◆ Document excerpt ◆
· · · · ·

Archbishop of New York Cardinal Timothy Dolan made headlines this week when he said that the Islamic fanatics had perverted their religion in the same manner that Irish republicans did during the Troubles.

The cleric said the IRA claimed to be Catholic but that what they were doing was “a perversion of everything the church stood for”.

Father Sean McManus, who leads the Irish National Caucus, the top Irish lobby group in Congress, was outraged.

He described the cardinal’s comments as “profoundly ignorant, totally irresponsible and lacking all credibility”.

He added: “It is sadly consistent with a man who for 40 years never opened his mouth about the oppression of Catholics in Northern Ireland.

“Such a person as Cardinal Dolan – who was complicit by his silence in British torture of political prisoners, anti-Catholic discrimination, British murder gangs and the wholesale denial of human rights – has now no moral authority to comment on the struggle of an oppressed people.”

Brendan Moore, president of the Ancient Order of Hibernians in America, said Cardinal Dolan was plain wrong.

“The fact is that unlike ISIS, the Irish Republican Army never used religion to justify its resistance to loyalist sectarianism and/or British misrule,” he said. “Cardinal Dolan’s statement [‘everything they were doing was a perversion of everything the church stood for’] appears to be contradicted by the heroic utterances and activities of many Catholic priests, among them Alex Reid, Des Wilson, Raymond Murray and Denis Faul.”

Mike Cummings a past National Board member of the Irish American Unity Conference was equally scathing.

“In his defence, the cardinal may be unfamiliar with the Irish conflict,” he said.

· · · · ·

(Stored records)
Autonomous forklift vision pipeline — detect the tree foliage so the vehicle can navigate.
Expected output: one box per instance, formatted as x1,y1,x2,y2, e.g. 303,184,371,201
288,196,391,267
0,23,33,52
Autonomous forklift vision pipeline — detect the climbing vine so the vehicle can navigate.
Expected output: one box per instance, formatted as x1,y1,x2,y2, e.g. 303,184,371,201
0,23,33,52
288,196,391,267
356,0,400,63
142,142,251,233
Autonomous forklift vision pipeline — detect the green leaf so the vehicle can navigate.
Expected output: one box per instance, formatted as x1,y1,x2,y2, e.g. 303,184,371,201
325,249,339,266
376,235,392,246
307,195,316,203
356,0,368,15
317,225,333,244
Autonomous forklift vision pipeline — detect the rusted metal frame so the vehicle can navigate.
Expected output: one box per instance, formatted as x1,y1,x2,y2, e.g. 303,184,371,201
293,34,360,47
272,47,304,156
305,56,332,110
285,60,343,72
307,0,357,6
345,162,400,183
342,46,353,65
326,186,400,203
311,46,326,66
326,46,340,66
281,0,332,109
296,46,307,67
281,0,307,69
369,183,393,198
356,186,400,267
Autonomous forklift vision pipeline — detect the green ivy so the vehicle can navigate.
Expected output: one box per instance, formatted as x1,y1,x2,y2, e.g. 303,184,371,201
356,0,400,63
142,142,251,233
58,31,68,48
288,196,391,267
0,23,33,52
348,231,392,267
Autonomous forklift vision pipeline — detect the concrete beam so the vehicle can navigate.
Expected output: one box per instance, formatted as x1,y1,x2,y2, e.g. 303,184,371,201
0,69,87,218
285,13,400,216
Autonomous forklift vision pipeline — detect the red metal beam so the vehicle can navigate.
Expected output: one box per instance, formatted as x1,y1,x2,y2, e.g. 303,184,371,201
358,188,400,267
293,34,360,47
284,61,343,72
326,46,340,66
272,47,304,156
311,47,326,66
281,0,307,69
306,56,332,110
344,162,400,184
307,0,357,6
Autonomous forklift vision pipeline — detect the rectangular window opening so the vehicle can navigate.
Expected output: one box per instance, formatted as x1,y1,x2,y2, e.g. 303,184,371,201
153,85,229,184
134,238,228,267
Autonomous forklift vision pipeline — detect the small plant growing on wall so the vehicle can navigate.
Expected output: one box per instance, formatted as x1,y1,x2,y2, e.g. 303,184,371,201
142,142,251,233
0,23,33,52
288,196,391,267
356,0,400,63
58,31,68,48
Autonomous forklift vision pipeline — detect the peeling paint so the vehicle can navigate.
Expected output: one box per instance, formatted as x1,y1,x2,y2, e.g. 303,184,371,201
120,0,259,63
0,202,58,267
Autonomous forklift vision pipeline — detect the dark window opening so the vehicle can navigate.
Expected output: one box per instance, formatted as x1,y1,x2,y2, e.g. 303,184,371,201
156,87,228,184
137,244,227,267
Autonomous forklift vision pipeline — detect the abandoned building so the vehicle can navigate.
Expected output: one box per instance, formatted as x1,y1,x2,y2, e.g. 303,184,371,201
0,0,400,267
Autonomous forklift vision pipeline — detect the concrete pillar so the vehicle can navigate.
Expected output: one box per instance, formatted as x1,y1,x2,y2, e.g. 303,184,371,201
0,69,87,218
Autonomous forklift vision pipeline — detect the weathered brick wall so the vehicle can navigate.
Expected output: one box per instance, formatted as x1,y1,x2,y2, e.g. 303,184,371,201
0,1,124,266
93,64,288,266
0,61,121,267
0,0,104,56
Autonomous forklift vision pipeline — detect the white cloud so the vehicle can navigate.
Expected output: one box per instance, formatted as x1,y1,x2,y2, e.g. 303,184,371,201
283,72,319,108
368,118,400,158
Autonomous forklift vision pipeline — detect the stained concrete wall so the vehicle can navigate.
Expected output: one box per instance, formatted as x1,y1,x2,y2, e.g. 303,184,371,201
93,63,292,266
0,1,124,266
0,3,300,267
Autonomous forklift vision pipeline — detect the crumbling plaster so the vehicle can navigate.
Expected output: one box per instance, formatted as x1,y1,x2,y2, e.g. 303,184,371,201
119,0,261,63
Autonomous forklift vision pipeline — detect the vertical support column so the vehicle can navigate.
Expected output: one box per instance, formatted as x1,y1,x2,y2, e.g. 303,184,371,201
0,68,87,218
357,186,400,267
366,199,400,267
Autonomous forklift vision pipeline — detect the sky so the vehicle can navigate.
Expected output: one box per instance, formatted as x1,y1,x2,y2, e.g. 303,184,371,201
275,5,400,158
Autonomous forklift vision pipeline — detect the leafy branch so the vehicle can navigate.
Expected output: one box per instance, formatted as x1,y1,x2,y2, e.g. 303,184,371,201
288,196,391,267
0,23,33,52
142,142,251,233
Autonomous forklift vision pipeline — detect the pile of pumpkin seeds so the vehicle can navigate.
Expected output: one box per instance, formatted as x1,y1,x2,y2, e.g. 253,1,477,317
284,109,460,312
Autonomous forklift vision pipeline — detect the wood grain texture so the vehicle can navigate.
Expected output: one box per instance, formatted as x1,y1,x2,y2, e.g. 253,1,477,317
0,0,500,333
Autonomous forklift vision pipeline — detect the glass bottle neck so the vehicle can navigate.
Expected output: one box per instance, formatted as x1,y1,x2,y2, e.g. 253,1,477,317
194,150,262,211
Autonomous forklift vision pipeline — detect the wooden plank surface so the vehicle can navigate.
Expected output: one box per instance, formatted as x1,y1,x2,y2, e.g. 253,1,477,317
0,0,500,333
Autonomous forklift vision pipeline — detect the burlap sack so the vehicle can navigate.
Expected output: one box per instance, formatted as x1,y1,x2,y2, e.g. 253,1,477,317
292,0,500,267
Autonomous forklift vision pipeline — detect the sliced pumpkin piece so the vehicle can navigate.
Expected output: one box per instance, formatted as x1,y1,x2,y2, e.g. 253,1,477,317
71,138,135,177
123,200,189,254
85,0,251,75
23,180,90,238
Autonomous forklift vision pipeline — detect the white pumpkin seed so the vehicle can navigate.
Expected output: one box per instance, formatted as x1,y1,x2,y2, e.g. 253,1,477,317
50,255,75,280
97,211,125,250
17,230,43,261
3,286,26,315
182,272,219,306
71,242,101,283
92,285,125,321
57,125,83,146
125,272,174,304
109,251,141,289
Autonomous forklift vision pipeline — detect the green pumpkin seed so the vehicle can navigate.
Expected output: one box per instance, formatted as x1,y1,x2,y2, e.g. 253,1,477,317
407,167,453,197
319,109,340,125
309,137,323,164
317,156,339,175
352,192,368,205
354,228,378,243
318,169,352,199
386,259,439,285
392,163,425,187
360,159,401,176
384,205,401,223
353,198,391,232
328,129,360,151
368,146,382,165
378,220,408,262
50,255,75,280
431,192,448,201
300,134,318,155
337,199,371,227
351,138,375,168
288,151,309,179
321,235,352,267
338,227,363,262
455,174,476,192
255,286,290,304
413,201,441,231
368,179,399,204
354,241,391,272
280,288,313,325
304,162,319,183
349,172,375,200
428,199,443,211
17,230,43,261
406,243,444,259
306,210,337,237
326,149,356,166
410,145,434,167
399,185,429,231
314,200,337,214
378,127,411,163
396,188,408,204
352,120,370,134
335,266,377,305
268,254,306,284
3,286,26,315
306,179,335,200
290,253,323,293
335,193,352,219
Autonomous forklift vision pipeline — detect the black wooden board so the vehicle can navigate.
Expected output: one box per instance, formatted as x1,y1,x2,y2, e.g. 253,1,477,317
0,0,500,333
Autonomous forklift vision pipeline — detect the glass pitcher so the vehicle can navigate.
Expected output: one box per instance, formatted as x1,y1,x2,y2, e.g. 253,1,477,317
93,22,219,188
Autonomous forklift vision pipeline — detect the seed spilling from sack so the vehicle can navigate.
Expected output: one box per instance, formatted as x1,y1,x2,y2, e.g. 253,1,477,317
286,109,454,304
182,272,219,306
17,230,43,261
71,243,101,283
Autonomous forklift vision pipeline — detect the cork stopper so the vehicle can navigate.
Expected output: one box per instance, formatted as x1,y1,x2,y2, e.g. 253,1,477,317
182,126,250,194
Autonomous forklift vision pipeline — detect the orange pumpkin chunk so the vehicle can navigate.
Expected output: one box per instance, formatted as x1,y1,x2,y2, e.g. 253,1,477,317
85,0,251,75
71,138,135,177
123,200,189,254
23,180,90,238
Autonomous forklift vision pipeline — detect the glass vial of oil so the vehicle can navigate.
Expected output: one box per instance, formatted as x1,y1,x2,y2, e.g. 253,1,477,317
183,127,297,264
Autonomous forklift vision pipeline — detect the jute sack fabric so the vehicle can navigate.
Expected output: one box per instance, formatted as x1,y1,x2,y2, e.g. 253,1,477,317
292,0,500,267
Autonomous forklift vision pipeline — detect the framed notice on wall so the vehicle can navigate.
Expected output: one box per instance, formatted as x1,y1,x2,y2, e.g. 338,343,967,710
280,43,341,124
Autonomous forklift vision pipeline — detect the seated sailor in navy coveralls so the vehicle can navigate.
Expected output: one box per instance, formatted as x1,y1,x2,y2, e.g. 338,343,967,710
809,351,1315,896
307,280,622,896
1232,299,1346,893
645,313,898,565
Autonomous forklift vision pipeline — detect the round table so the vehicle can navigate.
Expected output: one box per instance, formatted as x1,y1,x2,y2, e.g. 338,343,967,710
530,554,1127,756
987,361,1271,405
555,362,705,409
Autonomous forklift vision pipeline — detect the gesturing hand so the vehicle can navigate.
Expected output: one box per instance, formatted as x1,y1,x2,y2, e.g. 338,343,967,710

· · · · ·

◆ Written request 1 ◆
For the article about Cardinal Dolan's remarks, decide whether each statement agrees with it. Answer yes or no and quote the words that decide it.
(a) Father Sean McManus leads the Irish National Caucus.
(b) Brendan Moore said the IRA used religion to justify its resistance.
(c) Mike Cummings currently sits on the National Board of the Irish American Unity Conference.
◆ Written request 2 ◆
Answer these questions from the article about Cardinal Dolan's remarks.
(a) Of which city is Timothy Dolan the archbishop?
(b) For how many years does Father Sean McManus say the cardinal never spoke about the oppression of Catholics in Northern Ireland?
(c) What organization is Brendan Moore president of?
◆ Written request 3 ◆
Print the part of the article about Cardinal Dolan's remarks that opens with the words containing "The cleric said" and closes with "Congress, was outraged.".
Rely solely on the article about Cardinal Dolan's remarks.

◆ Full output 1 ◆
(a) Yes: "who leads the Irish National Caucus, the top Irish lobby group in Congress"
(b) No: "the Irish Republican Army never used religion to justify its resistance to loyalist sectarianism and/or British misrule"
(c) No: "a past National Board member of the Irish American Unity Conference"

◆ Full output 2 ◆
(a) New York
(b) 40 years
(c) The Ancient Order of Hibernians in America

◆ Full output 3 ◆
The cleric said the IRA claimed to be Catholic but that what they were doing was “a perversion of everything the church stood for”.

Father Sean McManus, who leads the Irish National Caucus, the top Irish lobby group in Congress, was outraged.